Dataset entries:
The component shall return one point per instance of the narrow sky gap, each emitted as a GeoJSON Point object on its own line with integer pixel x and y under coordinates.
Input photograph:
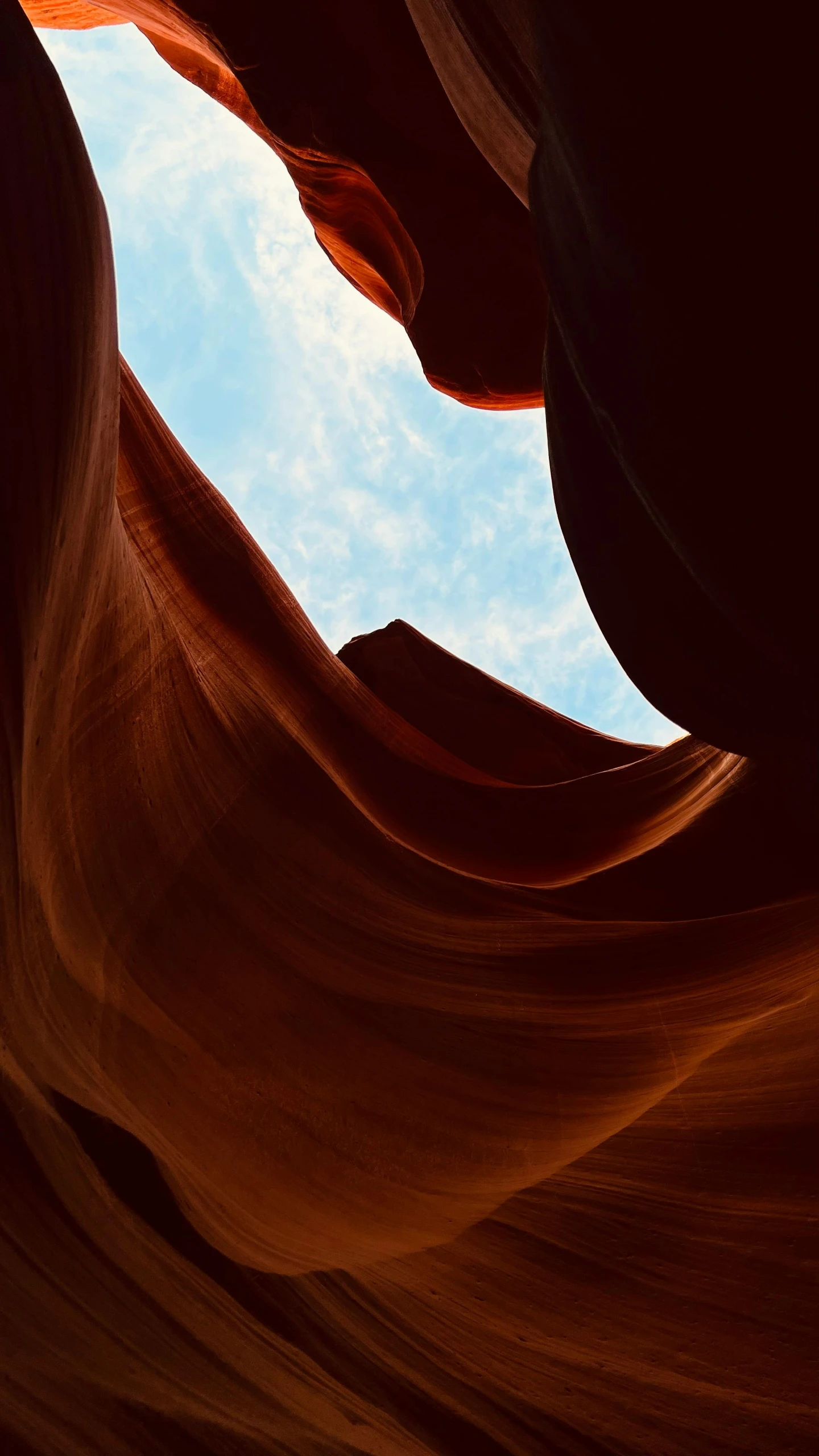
{"type": "Point", "coordinates": [372, 494]}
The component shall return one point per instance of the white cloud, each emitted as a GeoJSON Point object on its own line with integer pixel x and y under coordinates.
{"type": "Point", "coordinates": [374, 495]}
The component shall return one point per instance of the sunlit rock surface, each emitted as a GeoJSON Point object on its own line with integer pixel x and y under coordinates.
{"type": "Point", "coordinates": [391, 1065]}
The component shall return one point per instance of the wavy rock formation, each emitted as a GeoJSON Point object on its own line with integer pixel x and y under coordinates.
{"type": "Point", "coordinates": [391, 1065]}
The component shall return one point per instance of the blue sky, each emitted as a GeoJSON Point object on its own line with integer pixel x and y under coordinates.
{"type": "Point", "coordinates": [374, 495]}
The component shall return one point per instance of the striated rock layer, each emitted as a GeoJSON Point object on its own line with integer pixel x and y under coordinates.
{"type": "Point", "coordinates": [391, 1065]}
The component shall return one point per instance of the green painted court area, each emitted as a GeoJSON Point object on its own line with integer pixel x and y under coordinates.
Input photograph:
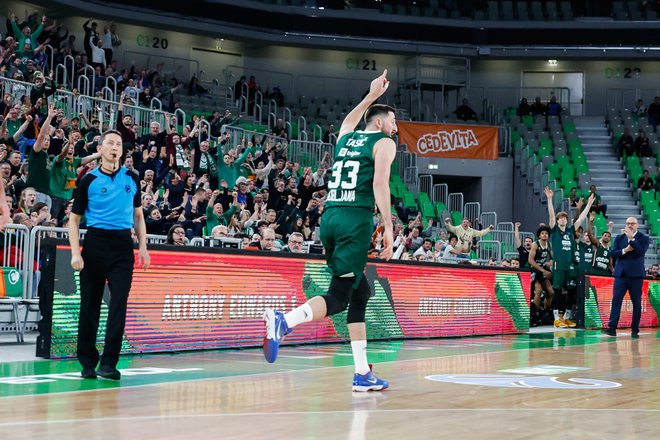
{"type": "Point", "coordinates": [63, 376]}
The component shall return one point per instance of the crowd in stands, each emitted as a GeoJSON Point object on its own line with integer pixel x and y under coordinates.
{"type": "Point", "coordinates": [194, 183]}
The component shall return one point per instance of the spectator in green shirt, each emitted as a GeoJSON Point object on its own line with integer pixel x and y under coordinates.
{"type": "Point", "coordinates": [215, 214]}
{"type": "Point", "coordinates": [63, 174]}
{"type": "Point", "coordinates": [39, 172]}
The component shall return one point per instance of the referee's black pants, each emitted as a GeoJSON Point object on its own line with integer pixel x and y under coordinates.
{"type": "Point", "coordinates": [108, 255]}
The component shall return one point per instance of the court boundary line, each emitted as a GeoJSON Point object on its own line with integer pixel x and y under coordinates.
{"type": "Point", "coordinates": [280, 372]}
{"type": "Point", "coordinates": [301, 413]}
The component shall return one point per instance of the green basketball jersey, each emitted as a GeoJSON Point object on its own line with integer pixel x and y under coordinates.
{"type": "Point", "coordinates": [542, 255]}
{"type": "Point", "coordinates": [563, 245]}
{"type": "Point", "coordinates": [351, 182]}
{"type": "Point", "coordinates": [586, 256]}
{"type": "Point", "coordinates": [601, 262]}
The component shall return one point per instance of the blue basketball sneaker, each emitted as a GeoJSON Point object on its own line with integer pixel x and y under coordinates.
{"type": "Point", "coordinates": [368, 382]}
{"type": "Point", "coordinates": [276, 330]}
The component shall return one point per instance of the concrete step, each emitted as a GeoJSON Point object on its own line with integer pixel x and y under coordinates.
{"type": "Point", "coordinates": [626, 211]}
{"type": "Point", "coordinates": [598, 148]}
{"type": "Point", "coordinates": [602, 138]}
{"type": "Point", "coordinates": [614, 171]}
{"type": "Point", "coordinates": [614, 198]}
{"type": "Point", "coordinates": [599, 162]}
{"type": "Point", "coordinates": [623, 181]}
{"type": "Point", "coordinates": [620, 219]}
{"type": "Point", "coordinates": [606, 174]}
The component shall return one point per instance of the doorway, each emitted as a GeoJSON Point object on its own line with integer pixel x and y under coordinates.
{"type": "Point", "coordinates": [569, 87]}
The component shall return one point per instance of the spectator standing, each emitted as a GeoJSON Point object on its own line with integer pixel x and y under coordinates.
{"type": "Point", "coordinates": [645, 183]}
{"type": "Point", "coordinates": [643, 145]}
{"type": "Point", "coordinates": [523, 248]}
{"type": "Point", "coordinates": [39, 172]}
{"type": "Point", "coordinates": [465, 233]}
{"type": "Point", "coordinates": [625, 144]}
{"type": "Point", "coordinates": [63, 174]}
{"type": "Point", "coordinates": [465, 112]}
{"type": "Point", "coordinates": [91, 36]}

**YOUR OBJECTIVE:**
Output exactly what runs from the line with "spectator standing, each" to the final line above, both lines included, and nothing else.

**FINISHED TASK:**
The component shall return one point per instance of the spectator standing, each emitted as a GeoJSON Point object on its own line with integer pixel x and y under coordinates.
{"type": "Point", "coordinates": [645, 183]}
{"type": "Point", "coordinates": [643, 145]}
{"type": "Point", "coordinates": [523, 248]}
{"type": "Point", "coordinates": [39, 172]}
{"type": "Point", "coordinates": [465, 233]}
{"type": "Point", "coordinates": [625, 144]}
{"type": "Point", "coordinates": [63, 174]}
{"type": "Point", "coordinates": [465, 112]}
{"type": "Point", "coordinates": [91, 36]}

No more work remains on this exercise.